--- Start DATASET ENTRIES ---
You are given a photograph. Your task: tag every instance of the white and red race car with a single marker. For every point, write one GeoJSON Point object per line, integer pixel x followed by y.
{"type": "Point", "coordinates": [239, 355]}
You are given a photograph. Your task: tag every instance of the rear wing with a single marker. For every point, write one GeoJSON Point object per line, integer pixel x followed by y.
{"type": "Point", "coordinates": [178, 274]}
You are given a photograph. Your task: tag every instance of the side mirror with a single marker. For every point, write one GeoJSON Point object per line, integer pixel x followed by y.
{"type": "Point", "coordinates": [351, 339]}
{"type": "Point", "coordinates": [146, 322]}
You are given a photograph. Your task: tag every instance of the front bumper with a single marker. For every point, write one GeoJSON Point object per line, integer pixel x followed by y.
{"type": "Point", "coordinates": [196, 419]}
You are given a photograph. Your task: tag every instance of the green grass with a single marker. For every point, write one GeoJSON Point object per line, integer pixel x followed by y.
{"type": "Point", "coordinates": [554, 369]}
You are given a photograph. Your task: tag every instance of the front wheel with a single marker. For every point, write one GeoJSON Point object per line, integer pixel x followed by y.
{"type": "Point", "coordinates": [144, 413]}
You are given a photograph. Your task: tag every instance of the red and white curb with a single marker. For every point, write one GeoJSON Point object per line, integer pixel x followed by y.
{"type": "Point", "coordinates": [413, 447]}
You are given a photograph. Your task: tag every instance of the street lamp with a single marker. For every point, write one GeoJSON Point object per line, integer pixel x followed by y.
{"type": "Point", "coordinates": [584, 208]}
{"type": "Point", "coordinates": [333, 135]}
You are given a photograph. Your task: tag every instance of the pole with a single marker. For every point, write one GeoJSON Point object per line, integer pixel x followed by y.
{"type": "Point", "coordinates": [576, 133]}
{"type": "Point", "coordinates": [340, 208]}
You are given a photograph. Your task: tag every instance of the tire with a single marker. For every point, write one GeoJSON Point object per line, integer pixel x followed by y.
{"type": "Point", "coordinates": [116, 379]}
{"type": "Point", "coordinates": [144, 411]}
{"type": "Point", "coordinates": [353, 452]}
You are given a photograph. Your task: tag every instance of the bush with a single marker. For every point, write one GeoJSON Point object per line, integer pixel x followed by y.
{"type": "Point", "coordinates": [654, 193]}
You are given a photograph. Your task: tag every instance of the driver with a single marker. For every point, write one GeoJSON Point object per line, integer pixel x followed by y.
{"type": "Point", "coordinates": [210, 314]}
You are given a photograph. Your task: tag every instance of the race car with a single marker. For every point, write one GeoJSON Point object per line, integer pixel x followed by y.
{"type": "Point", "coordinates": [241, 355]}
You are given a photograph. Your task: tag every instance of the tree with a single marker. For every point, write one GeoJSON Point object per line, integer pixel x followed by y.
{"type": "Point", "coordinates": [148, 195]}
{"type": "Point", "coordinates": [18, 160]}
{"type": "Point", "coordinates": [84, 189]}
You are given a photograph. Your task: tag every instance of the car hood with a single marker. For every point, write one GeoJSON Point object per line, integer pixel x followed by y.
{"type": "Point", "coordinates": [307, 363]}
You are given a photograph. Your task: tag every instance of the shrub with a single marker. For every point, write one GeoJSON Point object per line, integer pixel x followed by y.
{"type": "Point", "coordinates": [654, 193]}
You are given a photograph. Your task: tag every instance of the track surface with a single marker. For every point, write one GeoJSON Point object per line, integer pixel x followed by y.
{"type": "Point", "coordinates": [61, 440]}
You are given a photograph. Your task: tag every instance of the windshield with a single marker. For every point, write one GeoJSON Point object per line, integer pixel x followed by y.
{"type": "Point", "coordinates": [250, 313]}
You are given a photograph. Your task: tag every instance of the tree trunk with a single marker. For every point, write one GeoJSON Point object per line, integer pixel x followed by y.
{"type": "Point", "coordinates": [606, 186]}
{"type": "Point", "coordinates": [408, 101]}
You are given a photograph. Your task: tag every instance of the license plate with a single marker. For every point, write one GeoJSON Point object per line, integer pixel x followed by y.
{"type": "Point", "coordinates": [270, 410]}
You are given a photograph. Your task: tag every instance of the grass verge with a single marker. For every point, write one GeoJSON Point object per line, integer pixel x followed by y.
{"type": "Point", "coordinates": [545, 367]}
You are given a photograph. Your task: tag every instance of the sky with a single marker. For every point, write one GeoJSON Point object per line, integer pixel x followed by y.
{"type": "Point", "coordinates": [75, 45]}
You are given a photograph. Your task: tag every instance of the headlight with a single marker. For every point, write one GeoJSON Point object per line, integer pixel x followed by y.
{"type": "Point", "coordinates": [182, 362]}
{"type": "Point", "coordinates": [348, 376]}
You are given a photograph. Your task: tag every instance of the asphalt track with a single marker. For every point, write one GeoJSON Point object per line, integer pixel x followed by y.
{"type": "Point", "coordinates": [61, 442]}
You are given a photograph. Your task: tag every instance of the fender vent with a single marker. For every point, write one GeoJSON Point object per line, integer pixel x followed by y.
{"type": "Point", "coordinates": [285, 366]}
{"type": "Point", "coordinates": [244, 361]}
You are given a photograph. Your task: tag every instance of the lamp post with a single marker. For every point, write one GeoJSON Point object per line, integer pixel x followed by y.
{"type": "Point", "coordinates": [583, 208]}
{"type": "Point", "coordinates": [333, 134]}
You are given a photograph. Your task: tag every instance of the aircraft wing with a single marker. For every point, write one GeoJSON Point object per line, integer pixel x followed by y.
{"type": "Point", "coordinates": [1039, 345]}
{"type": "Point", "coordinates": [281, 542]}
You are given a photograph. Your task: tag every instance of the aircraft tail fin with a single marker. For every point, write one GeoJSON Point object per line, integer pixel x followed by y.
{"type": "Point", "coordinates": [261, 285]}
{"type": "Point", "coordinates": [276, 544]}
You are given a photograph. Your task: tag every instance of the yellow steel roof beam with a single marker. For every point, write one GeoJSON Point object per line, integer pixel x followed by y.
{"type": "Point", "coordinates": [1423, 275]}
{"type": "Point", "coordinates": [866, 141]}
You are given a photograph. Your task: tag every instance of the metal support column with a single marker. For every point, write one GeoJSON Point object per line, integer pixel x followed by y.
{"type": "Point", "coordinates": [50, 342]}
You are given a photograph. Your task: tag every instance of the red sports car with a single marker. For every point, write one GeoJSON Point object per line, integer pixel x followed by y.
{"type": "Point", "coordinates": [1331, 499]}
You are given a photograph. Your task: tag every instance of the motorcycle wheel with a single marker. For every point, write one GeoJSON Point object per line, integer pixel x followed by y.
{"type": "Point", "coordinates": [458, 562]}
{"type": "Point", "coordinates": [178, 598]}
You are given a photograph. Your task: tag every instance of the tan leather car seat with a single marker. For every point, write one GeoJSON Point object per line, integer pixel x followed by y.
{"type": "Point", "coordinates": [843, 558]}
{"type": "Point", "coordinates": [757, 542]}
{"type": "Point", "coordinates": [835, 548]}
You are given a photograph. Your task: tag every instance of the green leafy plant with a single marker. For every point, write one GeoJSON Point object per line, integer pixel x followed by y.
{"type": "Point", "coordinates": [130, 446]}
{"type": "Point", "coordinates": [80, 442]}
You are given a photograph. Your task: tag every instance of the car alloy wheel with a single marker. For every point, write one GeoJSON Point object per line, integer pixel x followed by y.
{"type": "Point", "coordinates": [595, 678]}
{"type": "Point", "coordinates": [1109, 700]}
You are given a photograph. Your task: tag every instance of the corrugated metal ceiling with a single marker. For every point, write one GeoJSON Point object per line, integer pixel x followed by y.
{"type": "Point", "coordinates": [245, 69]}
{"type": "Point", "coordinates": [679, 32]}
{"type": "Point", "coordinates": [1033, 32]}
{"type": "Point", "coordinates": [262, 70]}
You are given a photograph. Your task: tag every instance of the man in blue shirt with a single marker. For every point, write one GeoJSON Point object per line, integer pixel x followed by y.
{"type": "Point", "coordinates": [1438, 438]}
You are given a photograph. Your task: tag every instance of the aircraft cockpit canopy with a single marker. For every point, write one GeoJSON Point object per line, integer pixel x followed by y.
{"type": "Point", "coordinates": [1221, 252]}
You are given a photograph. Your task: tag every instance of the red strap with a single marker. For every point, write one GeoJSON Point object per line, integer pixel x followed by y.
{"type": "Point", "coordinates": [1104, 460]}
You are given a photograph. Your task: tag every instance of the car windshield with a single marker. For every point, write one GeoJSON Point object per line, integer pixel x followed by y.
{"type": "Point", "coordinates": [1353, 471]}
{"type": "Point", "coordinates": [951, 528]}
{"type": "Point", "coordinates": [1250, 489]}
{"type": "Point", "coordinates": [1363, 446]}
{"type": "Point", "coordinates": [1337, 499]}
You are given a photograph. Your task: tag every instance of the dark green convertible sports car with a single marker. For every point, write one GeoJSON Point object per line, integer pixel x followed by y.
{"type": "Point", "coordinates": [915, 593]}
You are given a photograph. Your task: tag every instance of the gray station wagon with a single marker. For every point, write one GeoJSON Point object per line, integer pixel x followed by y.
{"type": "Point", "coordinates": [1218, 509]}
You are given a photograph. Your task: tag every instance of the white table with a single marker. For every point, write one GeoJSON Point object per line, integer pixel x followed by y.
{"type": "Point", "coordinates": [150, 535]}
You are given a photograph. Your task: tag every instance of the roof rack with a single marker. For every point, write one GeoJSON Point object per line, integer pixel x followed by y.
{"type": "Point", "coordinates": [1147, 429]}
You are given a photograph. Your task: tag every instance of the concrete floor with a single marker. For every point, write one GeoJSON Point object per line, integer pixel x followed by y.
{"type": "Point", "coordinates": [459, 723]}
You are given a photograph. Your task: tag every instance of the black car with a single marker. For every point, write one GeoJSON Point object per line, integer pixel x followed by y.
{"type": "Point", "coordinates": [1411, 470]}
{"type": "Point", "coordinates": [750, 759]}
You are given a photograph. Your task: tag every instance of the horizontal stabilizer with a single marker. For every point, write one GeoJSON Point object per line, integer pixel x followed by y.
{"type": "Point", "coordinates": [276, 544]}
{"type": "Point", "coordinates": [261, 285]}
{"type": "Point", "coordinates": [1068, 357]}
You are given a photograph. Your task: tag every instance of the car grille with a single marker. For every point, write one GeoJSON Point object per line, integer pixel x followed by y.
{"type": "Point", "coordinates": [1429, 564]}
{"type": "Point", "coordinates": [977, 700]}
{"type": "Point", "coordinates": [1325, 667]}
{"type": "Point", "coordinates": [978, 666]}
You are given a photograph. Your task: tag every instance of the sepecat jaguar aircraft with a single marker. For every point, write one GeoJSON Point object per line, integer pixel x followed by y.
--- End DATASET ENTRIES ---
◆ **WHAT IS REQUIRED**: Rescale the records from the line with "the white table" through the end of the records, repeating every line with the requests included and multiplying each point coordinate in the answers by 0.75, rounded to a whole number with halves rounded up. Leave the requests and their format wording unchanged.

◆ **ANSWER FOR THE TASK**:
You are given a photograph. Your task: tag every instance of the white table with a single marker. For every point, write one GeoJSON Point object per line, integer pixel x followed by y.
{"type": "Point", "coordinates": [113, 401]}
You are given a photograph. Your task: tag every instance of the roof rack with a single marker. For every point, write one GeoJSON Point object per line, integer pixel x followed by y.
{"type": "Point", "coordinates": [860, 322]}
You are given a photograph. Your task: tag every instance of the concrete floor with a single marker. For every point, write one GeoJSON Point object per line, integer pixel x followed by y.
{"type": "Point", "coordinates": [344, 542]}
You are given a photograph. Your task: tag every instance of the black car with a single marker. For every point, write one GeoJSON Point object per line, integer pixel x followed by y.
{"type": "Point", "coordinates": [1058, 353]}
{"type": "Point", "coordinates": [563, 569]}
You are given a photograph. Your task: tag every instance of the horizontal stabilizer with a single marker. For every point, write one GeoJSON Point object per line, integer pixel x followed by y.
{"type": "Point", "coordinates": [207, 408]}
{"type": "Point", "coordinates": [196, 214]}
{"type": "Point", "coordinates": [801, 268]}
You are given a photograph. Your task: tag every instance of the car grille with a single marker. For every point, write one GeoJSON Point object per line, integer pixel x followed by y.
{"type": "Point", "coordinates": [1072, 423]}
{"type": "Point", "coordinates": [733, 525]}
{"type": "Point", "coordinates": [994, 500]}
{"type": "Point", "coordinates": [734, 500]}
You are given a photograph. Your task: tag every instance of the sepecat jaguar aircraft with a single marker. For every point, write one GeoJSON Point object per line, integer pixel x followed by y.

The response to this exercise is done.